_SUPPLIED PASSAGE_
I was thinking for getting a dog trainer in to teach me where im going wrong and what needs to be improved but i have to do a bit more research on it to find the best one out there as they are expensive.
I no myself that i have to start increasing her activities to tire her out more and to get her out of the house more and hopefully this will make a difference on her behavior

Here is a picture of Miley for mayone that wants to see her

Miley the week we got her 









Miley at 5 months 

















Miley now at 10 months


----------



## SLB (Apr 25, 2011)

Tbh I think she looks Grey x Saluki (Longdog) *IMO* of course - she did look very lab-ish as a pup though I agree.

As long as you find a positive training class not all are expensive - working in a group will give her added distraction too..

Good Luck and I hope I have helped in some small way..


----------



## L/C (Aug 9, 2010)

Can I just add that if you are going to continue tieing her out make sure she is on harness and not a collar. The acceleration of a lurcher/long dog means that she could easily reach a dangerous speed before she reaches the end of the line and really hurt herself, she could even break her neck if she is going fast enough. You need to make sure she has a rock solid wait command so that if she does start to sprint you can stop her straight away.

_GIVEN INFORMATION_
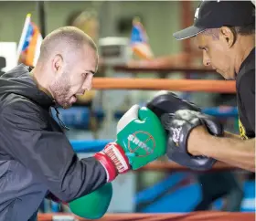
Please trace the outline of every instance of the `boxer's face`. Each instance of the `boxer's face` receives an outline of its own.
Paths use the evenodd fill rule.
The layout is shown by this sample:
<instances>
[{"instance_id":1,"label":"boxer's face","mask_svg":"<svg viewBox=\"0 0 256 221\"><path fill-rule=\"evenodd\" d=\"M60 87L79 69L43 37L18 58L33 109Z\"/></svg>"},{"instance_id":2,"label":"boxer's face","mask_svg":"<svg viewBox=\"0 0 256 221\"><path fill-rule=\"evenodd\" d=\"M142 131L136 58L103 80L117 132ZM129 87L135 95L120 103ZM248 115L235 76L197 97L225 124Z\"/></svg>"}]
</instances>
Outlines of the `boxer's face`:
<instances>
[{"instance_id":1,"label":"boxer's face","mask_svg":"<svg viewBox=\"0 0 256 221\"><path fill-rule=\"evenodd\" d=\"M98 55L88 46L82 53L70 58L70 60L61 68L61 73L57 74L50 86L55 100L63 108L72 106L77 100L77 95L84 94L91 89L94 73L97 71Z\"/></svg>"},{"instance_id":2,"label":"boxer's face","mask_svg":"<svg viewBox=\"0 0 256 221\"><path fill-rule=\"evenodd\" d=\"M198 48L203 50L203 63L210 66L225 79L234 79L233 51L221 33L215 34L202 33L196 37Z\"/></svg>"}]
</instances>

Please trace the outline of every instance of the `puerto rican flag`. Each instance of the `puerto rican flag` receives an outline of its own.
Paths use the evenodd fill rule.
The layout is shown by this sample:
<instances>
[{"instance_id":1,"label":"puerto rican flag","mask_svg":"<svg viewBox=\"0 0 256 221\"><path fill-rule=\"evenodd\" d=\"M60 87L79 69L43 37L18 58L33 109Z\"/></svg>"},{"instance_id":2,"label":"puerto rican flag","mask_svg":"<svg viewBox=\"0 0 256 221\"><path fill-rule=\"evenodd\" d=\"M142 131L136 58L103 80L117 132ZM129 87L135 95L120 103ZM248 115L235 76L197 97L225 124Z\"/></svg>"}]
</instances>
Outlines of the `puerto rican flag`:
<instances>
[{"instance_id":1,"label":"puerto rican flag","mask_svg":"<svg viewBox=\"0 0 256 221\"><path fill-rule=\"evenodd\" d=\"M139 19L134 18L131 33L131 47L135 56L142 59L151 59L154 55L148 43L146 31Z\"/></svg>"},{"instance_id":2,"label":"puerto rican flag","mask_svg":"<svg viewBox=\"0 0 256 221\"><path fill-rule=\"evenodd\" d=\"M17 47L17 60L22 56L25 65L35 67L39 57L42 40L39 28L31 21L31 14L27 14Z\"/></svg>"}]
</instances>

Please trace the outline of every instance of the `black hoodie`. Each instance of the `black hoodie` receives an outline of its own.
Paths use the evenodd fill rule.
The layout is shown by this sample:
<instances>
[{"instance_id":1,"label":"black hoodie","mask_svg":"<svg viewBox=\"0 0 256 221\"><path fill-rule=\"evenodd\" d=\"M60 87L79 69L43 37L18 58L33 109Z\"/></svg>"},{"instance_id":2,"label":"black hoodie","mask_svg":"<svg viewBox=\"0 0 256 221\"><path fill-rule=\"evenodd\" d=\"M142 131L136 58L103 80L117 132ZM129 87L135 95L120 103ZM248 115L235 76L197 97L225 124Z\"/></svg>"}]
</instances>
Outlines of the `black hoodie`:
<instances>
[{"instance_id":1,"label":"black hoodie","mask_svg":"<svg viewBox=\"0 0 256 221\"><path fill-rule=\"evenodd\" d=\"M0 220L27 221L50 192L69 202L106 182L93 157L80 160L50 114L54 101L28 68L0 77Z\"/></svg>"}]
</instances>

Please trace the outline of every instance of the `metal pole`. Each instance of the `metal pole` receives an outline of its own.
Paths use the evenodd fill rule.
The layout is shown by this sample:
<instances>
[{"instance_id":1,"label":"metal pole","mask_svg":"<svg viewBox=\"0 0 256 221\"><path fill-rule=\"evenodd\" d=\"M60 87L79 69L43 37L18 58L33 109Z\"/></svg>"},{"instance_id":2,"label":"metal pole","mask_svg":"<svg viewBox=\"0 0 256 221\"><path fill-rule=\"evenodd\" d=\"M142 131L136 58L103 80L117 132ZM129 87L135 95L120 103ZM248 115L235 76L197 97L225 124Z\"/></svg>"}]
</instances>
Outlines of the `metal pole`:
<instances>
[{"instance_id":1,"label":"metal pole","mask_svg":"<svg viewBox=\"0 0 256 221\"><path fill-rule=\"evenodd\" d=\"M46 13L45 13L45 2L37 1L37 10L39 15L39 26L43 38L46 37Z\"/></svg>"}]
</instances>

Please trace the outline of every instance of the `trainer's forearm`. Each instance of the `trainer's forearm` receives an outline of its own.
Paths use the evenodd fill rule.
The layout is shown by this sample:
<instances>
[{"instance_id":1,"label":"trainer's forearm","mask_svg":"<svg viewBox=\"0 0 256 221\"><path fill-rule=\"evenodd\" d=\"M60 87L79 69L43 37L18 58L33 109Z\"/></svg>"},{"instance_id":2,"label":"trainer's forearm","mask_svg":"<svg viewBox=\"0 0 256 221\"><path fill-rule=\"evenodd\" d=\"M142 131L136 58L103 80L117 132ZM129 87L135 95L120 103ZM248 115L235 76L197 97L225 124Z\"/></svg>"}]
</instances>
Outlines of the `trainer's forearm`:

_INSTRUCTIONS_
[A] Summarize the forum thread about Miley in two sentences.
[B] In the forum thread about Miley, what should she wear instead of a collar if she continues to be tied out?
[C] Reproduce part of the forum thread about Miley, beginning at the words "Tbh I think" and stopping after "her straight away.".
Rely only on the text for everything that comes next; the records play no part.

_FINAL ANSWERS_
[A] Miley's owner is considering bringing in a dog trainer but plans to research it more because trainers are expensive, and also intends to increase her activities to tire her out and improve her behavior. Replies note that positive training classes are not all expensive and that group work adds distraction, and they warn that if she keeps being tied out she should wear a harness rather than a collar and have a rock-solid wait command, since her acceleration could let her reach a dangerous speed before the end of the line.

[B] A harness.

[C]
Tbh I think she looks Grey x Saluki (Longdog) *IMO* of course - she did look very lab-ish as a pup though I agree.

As long as you find a positive training class not all are expensive - working in a group will give her added distraction too..

Good Luck and I hope I have helped in some small way..


----------



## L/C (Aug 9, 2010)

Can I just add that if you are going to continue tieing her out make sure she is on harness and not a collar. The acceleration of a lurcher/long dog means that she could easily reach a dangerous speed before she reaches the end of the line and really hurt herself, she could even break her neck if she is going fast enough. You need to make sure she has a rock solid wait command so that if she does start to sprint you can stop her straight away.